ACTIONS TO TAKE:
1 - In the article about the electric Cessna eCaravan, how much did the electricity for its half-hour test flight cost?
2 - Carry on the article about the electric Cessna eCaravan from the point where it stops.

*** Opening of DOCUMENT SECTION ***

No matter how keen we may be to resume travel, Covid-19 has likely dampened our enthusiasm for flying in confined spaces with hundreds of others. Touchdown, the nine-seater Cessna eCaravan, powered entirely by an electric motor engineered by magniX on the Gold Coast in Queensland, which on Friday made its maiden half-hour flight at Moses Lake, in Seattle in the US.
The great leap forward in electric propulsion for aviation comes, at a time, when “the drive to smaller aircraft, lower cost, more convenience and cleaner for the environment” are coinciding, Roei Ganzarski, CEO of magniX told the BBC in the wake of last week’s flight.
The eCaravan won’t get you from Perth to London, but magniX’s stated purpose has always been to connect communities with zero-emissions, low-cost flight, and Ganzarski expects the eCaravan to be in commercial use sometime in 2021.
Its successful half-hour, 160km test flight used less than US$6 worth of electricity, compared to a Cessna Caravan powered by conventional combustion engine which would have sucked up some US$300-400 worth of fuel. And Ganzarski points out that, as in electric vehicles, the motor requires very little maintenance compared to its gas-guzzling cousins.

*** Close of DOCUMENT SECTION ***
*** Opening of GIVEN INFORMATION ***

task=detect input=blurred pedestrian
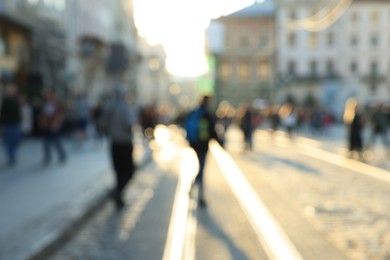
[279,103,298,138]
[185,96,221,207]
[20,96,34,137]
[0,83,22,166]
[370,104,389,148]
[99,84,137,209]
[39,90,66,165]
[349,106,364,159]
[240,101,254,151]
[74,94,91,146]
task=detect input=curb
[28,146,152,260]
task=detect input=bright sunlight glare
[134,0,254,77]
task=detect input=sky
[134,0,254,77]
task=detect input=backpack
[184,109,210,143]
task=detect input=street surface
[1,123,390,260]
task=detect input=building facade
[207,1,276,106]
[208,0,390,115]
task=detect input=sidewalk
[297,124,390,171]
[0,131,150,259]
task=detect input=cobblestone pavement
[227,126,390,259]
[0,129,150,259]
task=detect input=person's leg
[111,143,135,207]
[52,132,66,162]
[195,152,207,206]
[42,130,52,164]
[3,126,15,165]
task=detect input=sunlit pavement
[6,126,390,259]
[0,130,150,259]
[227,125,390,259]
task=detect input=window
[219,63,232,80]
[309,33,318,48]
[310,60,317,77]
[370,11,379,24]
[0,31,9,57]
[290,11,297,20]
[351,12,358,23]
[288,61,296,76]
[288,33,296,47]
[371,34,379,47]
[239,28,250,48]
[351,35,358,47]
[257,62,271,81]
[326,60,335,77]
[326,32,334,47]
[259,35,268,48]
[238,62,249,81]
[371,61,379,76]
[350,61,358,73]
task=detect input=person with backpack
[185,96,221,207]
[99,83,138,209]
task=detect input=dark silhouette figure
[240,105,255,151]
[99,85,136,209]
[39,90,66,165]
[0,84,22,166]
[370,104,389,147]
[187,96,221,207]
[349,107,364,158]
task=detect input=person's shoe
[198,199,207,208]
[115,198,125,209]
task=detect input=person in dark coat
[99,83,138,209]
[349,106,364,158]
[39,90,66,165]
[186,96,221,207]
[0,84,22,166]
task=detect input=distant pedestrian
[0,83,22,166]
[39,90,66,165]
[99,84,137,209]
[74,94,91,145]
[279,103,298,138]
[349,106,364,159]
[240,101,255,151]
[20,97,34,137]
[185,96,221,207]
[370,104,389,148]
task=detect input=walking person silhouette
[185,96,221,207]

*** Close of GIVEN INFORMATION ***
*** Opening of GIVEN INFORMATION ***

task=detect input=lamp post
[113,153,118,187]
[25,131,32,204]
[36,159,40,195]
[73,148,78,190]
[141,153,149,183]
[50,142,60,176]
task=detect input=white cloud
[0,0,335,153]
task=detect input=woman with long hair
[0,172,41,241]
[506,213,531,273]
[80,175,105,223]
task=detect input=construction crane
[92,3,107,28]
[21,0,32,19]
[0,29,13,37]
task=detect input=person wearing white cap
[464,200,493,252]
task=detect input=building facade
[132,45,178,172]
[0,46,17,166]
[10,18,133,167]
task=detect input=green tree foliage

*** Close of GIVEN INFORMATION ***

ANSWERS BY ITEM:
1 - Less than US$6.

2 -
Invented in Australia
At its Gold Coast facility back in 2017, magniX solved a number of challenges to designing an electric-powered aircraft motor with a single engineering breakthrough. It subsequently ran eight motors in rugged conditions, at all temperatures for more than 1,000 hours, to stress test their reliability. In late 2018, the magniX team began using the motor to turn aircraft propellers, before unplugging from the wall socket and demonstrating that propulsion capability based purely on battery power. “That was a very significant milestone,” Ganzarski told pv magazine early last year.
With its 2017 breakthrough into aircraft capabilities, magniX established a second headquarters in Seattle, in the US, a global hub of aviation development. Seattle-based AeroTec modified the Cessna Caravan to fly under magniX electric propulsion.
Ganzarski’s thinking behind electrically powering traditional aircraft is that these aircraft frames are already certified by the US Federal Aviation Administration, which should advance certification of an e-model of the same aircraft.
Orchestrating industry revolution
Demonstrating a commercially viable electric aircraft, he told the BBC last week, is the only way to inspire battery companies to design their products specifically for aviation, pushing the envelope on weight and capacity/range. Conversely, he believes batteries designed for aviation will also spur aerospace companies to come up with more aircraft designed specifically for electric-powered flight.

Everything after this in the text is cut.